WHAT NEEDS TO BE DONE - Copy every item below word for word, but leave out the pictures.

SUPPLIED INFORMATION -

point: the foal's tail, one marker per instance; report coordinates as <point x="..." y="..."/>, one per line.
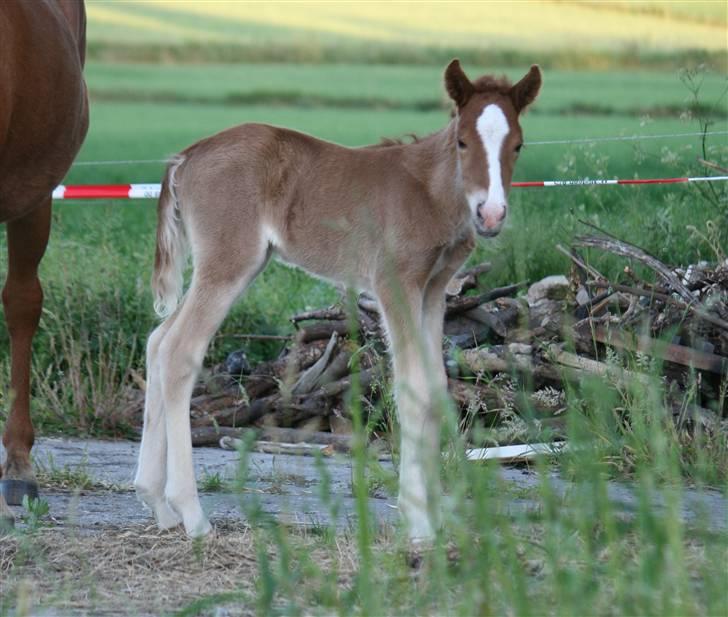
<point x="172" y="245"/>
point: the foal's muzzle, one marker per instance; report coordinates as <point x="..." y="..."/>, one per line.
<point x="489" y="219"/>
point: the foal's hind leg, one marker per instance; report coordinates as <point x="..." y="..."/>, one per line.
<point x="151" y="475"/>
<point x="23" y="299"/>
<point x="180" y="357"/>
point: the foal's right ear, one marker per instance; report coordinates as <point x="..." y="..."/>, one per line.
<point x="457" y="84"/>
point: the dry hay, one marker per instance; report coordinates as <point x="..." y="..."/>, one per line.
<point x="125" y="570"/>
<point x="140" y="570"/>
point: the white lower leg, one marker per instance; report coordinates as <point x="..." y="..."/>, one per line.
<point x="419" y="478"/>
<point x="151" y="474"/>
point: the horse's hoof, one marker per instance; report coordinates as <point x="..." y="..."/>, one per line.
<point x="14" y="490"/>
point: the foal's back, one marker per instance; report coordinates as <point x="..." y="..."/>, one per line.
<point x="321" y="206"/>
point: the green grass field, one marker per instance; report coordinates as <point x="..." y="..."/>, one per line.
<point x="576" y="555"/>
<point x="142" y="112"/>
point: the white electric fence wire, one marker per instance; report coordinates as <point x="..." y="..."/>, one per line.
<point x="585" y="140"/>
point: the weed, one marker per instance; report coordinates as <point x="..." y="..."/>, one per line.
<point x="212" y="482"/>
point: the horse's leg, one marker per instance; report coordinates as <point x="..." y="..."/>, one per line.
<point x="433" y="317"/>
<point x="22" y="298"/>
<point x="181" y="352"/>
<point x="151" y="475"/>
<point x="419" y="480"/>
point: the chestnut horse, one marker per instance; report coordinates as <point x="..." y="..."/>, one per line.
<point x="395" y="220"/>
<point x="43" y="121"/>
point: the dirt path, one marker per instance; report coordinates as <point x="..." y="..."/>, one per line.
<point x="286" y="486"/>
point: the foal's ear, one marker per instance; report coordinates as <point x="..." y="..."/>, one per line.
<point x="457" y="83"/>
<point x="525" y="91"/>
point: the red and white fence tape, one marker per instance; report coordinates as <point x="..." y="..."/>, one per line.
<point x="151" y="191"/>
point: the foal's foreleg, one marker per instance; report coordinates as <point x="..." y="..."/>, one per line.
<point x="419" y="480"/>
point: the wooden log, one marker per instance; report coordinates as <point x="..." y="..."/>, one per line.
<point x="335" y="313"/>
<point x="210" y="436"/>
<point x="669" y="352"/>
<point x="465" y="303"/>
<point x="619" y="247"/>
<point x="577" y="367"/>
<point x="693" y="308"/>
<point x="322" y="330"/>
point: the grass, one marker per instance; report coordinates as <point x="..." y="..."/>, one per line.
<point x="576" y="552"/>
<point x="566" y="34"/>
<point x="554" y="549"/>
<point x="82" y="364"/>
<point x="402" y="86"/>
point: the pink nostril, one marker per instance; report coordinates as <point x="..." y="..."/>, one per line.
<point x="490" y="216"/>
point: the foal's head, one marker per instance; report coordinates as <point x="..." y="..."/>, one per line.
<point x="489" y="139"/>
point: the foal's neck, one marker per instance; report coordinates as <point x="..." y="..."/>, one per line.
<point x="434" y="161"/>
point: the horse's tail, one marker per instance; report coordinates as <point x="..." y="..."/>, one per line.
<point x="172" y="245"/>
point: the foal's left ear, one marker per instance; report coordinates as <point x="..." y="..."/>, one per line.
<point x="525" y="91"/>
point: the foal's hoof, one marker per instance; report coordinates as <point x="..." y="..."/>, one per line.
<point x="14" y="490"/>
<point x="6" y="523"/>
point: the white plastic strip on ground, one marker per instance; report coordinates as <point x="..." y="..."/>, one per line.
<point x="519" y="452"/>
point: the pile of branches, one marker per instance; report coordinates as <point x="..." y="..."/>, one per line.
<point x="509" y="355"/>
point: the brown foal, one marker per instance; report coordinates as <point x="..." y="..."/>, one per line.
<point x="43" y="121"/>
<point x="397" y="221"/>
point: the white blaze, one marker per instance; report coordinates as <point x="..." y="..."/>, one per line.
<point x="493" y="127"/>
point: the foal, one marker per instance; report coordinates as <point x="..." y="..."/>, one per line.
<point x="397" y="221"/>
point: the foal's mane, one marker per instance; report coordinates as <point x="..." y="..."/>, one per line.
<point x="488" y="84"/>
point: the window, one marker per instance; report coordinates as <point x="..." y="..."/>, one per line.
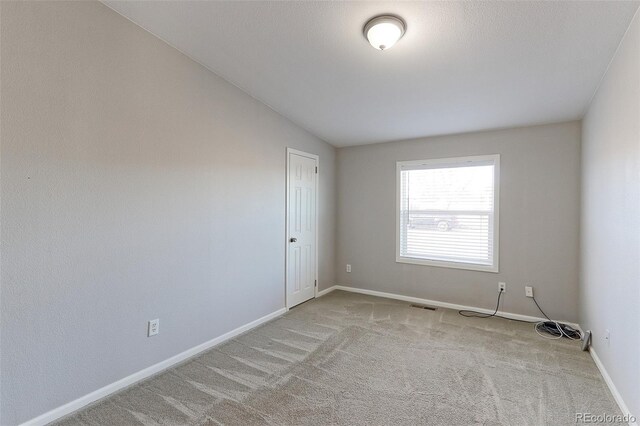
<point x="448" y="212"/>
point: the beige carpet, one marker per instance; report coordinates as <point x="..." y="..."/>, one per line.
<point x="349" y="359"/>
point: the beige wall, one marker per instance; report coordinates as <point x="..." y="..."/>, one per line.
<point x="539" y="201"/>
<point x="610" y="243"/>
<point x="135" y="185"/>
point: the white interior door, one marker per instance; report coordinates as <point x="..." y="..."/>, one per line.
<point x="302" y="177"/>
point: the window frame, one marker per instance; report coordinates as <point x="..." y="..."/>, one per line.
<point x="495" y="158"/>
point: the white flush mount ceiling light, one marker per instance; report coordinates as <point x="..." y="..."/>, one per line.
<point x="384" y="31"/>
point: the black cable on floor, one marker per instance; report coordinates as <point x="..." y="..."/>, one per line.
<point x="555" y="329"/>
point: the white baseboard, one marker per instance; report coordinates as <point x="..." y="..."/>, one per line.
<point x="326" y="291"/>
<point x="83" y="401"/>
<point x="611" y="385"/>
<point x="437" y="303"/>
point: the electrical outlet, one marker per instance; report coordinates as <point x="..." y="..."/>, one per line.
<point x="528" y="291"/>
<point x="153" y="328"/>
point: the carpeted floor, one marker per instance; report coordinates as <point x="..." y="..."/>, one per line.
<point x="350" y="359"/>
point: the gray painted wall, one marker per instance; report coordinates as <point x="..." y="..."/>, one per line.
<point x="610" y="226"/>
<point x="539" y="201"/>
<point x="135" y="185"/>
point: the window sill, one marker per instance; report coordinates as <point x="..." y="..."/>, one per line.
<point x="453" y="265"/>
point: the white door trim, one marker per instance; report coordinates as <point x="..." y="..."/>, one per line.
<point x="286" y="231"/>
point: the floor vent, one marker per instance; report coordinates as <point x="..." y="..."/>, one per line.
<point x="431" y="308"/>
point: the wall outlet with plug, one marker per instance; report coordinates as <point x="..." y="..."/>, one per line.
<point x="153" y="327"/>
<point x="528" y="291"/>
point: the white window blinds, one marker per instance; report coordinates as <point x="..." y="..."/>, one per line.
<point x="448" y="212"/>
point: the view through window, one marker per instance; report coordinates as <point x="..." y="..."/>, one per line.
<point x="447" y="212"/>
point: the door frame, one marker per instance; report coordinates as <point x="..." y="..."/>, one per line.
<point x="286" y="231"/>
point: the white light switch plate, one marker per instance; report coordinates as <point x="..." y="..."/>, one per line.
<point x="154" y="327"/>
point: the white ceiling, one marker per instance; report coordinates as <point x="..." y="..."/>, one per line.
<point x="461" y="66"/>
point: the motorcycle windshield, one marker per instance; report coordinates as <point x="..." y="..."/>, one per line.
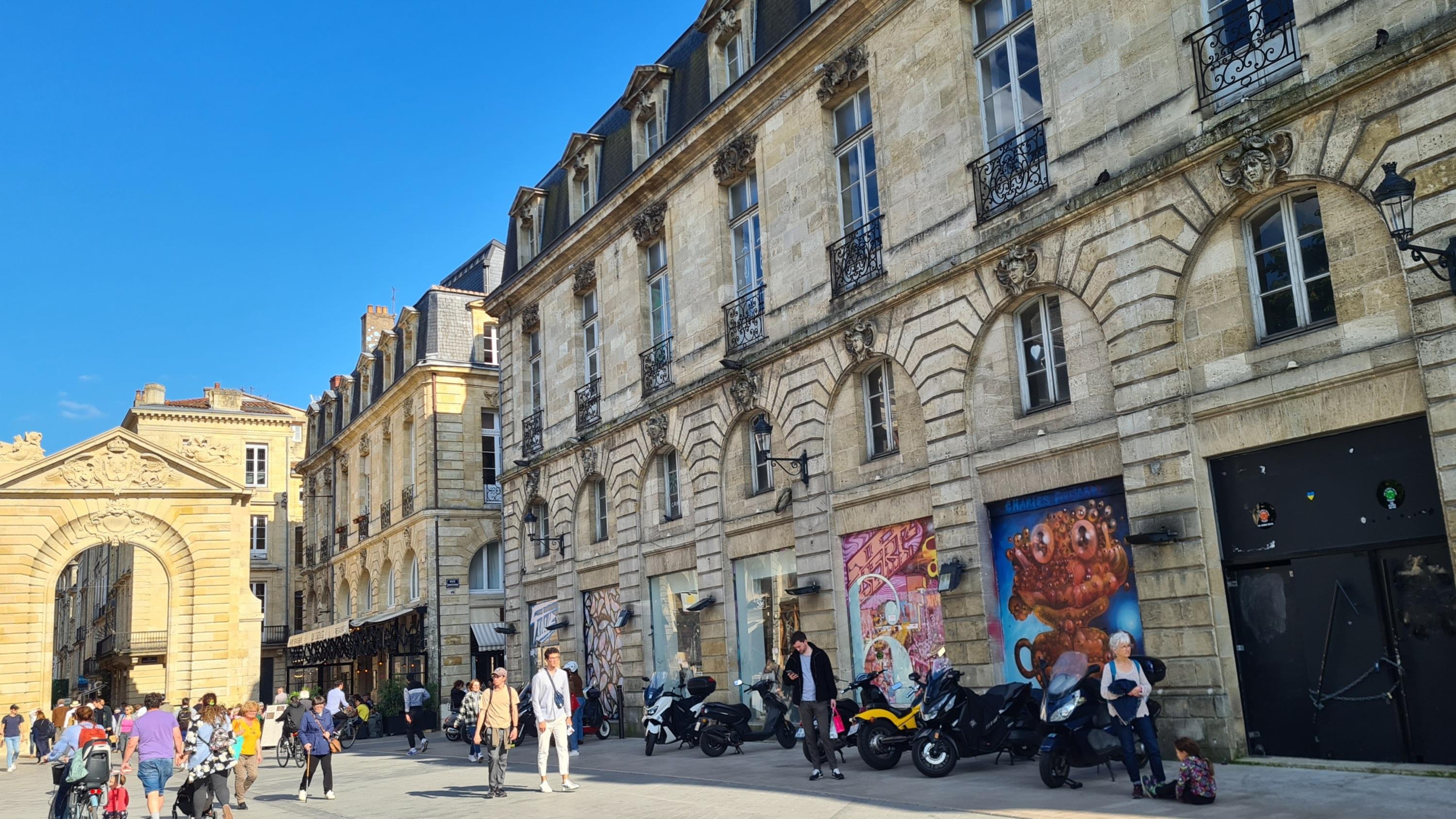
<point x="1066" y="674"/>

FULL RESPONSE -
point: the foal's tail, one marker per instance; report coordinates as <point x="..." y="..."/>, one per line.
<point x="172" y="245"/>
point: the foal's muzzle, one marker per instance; report coordinates as <point x="..." y="..."/>, one per line.
<point x="489" y="219"/>
point: the foal's hind leg, one marker per instance; report coordinates as <point x="..." y="..."/>, one per line.
<point x="151" y="475"/>
<point x="23" y="299"/>
<point x="180" y="357"/>
point: the foal's right ear, one marker per instance; report coordinates as <point x="..." y="..."/>, one per line.
<point x="457" y="84"/>
point: the dry hay, one marker per instance; report coordinates as <point x="..." y="..."/>, one per line.
<point x="125" y="570"/>
<point x="140" y="570"/>
point: the white lower leg, one marker per instance; report coordinates as <point x="..." y="..."/>, one per line.
<point x="419" y="478"/>
<point x="151" y="474"/>
point: the horse's hoof, one marker per instance; report coordinates as <point x="..." y="..."/>, one per line.
<point x="14" y="490"/>
point: the foal's back, one marker per instance; report coordinates as <point x="..." y="..."/>, one per line.
<point x="321" y="206"/>
point: the green grass field, one marker per instance; report coordinates as <point x="..." y="..."/>, one per line.
<point x="576" y="555"/>
<point x="142" y="112"/>
point: the white electric fence wire, one marker per instance; report coordinates as <point x="..." y="..."/>, one per line.
<point x="585" y="140"/>
point: the weed, one marker per instance; report coordinates as <point x="..." y="..."/>, one per line.
<point x="212" y="482"/>
point: the horse's leg, one marker per instance; report coordinates as <point x="..." y="..."/>, one per line.
<point x="433" y="317"/>
<point x="22" y="298"/>
<point x="181" y="352"/>
<point x="151" y="475"/>
<point x="419" y="480"/>
point: the chestnut horse, one marker per instance; report coordinates as <point x="..." y="..."/>, one per line.
<point x="395" y="220"/>
<point x="43" y="121"/>
point: the dirt path, one marker per instance; report coordinates as <point x="..." y="..."/>, one per line.
<point x="286" y="486"/>
point: the foal's ear, one marker per instance; report coordinates as <point x="..." y="..."/>, one per line.
<point x="457" y="83"/>
<point x="525" y="91"/>
point: the red and white fence tape, one marker per instance; report coordinates as <point x="..." y="..."/>, one per line.
<point x="151" y="191"/>
point: the foal's foreleg, one marker per instance; report coordinates as <point x="..." y="..."/>, one per line.
<point x="419" y="480"/>
point: the wooden log, one marker per instance; report coordinates as <point x="..." y="..."/>, one per line.
<point x="335" y="313"/>
<point x="210" y="436"/>
<point x="669" y="352"/>
<point x="465" y="303"/>
<point x="619" y="247"/>
<point x="577" y="367"/>
<point x="693" y="308"/>
<point x="322" y="330"/>
point: the grass, one marker per instance; report coordinates as <point x="..." y="..."/>, one per line.
<point x="576" y="552"/>
<point x="566" y="34"/>
<point x="554" y="549"/>
<point x="82" y="364"/>
<point x="402" y="86"/>
point: the pink nostril, one marker per instance; report coordinates as <point x="..." y="..."/>, one per line.
<point x="490" y="216"/>
point: the foal's head, one marker per instance; report coordinates as <point x="..." y="..."/>, one per line.
<point x="489" y="139"/>
point: the foal's neck, one marker per instance; report coordinates as <point x="..." y="..."/>, one per line.
<point x="434" y="161"/>
point: the horse's tail, one marker per instance; report coordinates as <point x="..." y="..."/>, one per line.
<point x="172" y="245"/>
point: the foal's left ear, one marker per instance; report coordinates as <point x="..." y="..."/>, one per line.
<point x="525" y="91"/>
point: the foal's hoof, one marker per instance; report coordinates as <point x="..." y="..."/>, one per line.
<point x="14" y="490"/>
<point x="6" y="523"/>
point: the white plastic strip on ground, one marker per instance; report coordinates as <point x="..." y="..."/>, one per line.
<point x="519" y="452"/>
point: the pile of branches, one marker per instance; report coordinates as <point x="..." y="..."/>, one per line.
<point x="509" y="355"/>
point: the brown foal, one marker per instance; report coordinates as <point x="..." y="..."/>, one per line.
<point x="43" y="121"/>
<point x="397" y="221"/>
point: the white blaze, one marker per instance; report coordinates as <point x="..." y="..."/>, one per line.
<point x="493" y="127"/>
point: the foal, one marker per instance; report coordinates as <point x="..." y="..."/>, one per line.
<point x="397" y="221"/>
point: the foal's mane, one marker per instance; report coordinates as <point x="..." y="..."/>, one per line.
<point x="488" y="84"/>
point: the window, one marker per instance; report coordinates as <point x="..." y="..."/>, one per line.
<point x="448" y="212"/>
point: the beige carpet, one marker per instance; report coordinates as <point x="..." y="..."/>, one per line.
<point x="349" y="359"/>
point: the beige wall, one marker per instance; report coordinates as <point x="..." y="..."/>, one per line.
<point x="539" y="201"/>
<point x="610" y="243"/>
<point x="135" y="185"/>
point: the white interior door, one marker per instance; report coordinates as <point x="..." y="..."/>, one per line.
<point x="302" y="177"/>
point: the window frame, one marker per instance; report coordinates as <point x="..." y="..."/>, one per line.
<point x="495" y="158"/>
point: the white flush mount ceiling light, one marker per instance; report coordinates as <point x="..." y="..."/>, one per line.
<point x="384" y="31"/>
point: the black cable on floor, one marker per instance; report coordinates as <point x="..." y="..."/>, one per line.
<point x="555" y="329"/>
point: the white baseboard, one marker per instance; report coordinates as <point x="..." y="..."/>, one per line.
<point x="326" y="291"/>
<point x="83" y="401"/>
<point x="611" y="385"/>
<point x="437" y="303"/>
point: the electrical outlet, one marker per instance; report coordinates as <point x="..." y="..."/>, one per line.
<point x="528" y="291"/>
<point x="153" y="328"/>
point: the carpeted floor, one marker per instance; report coordinates as <point x="..." y="..."/>, one per line.
<point x="350" y="359"/>
point: the gray painted wall, one marker per instance; report coordinates as <point x="..." y="..."/>, one per line.
<point x="610" y="226"/>
<point x="539" y="201"/>
<point x="135" y="185"/>
point: the window sill, one marker per instance; report coordinates as <point x="..." y="..."/>, one per line.
<point x="453" y="265"/>
point: the white door trim, one marker per instance; report coordinates as <point x="..." y="..."/>, one per line.
<point x="286" y="231"/>
point: the floor vent, one marker per instance; report coordinates as <point x="..." y="..."/>, one per line.
<point x="431" y="308"/>
point: the wall outlet with plug, one marker per instance; report coordinates as <point x="..." y="..."/>, one per line.
<point x="153" y="327"/>
<point x="528" y="291"/>
point: the white window blinds, one marker per instance; report coordinates as <point x="..." y="..."/>, one per line.
<point x="448" y="212"/>
point: the view through window, one marker per instance; report coordinates as <point x="..." y="..."/>, one per line.
<point x="447" y="212"/>
point: the door frame, one marker per instance; report coordinates as <point x="..." y="..."/>, one per line.
<point x="286" y="231"/>
point: the white light switch plate, one marker per instance; report coordinates as <point x="..." y="..."/>, one per line.
<point x="154" y="327"/>
point: the white ceiling, one marker per instance; report coordinates as <point x="..." y="..."/>, one per line.
<point x="461" y="66"/>
point: the motorcycle windshield, one marker per instance; report coordinates as <point x="..." y="..."/>, one per line.
<point x="1066" y="674"/>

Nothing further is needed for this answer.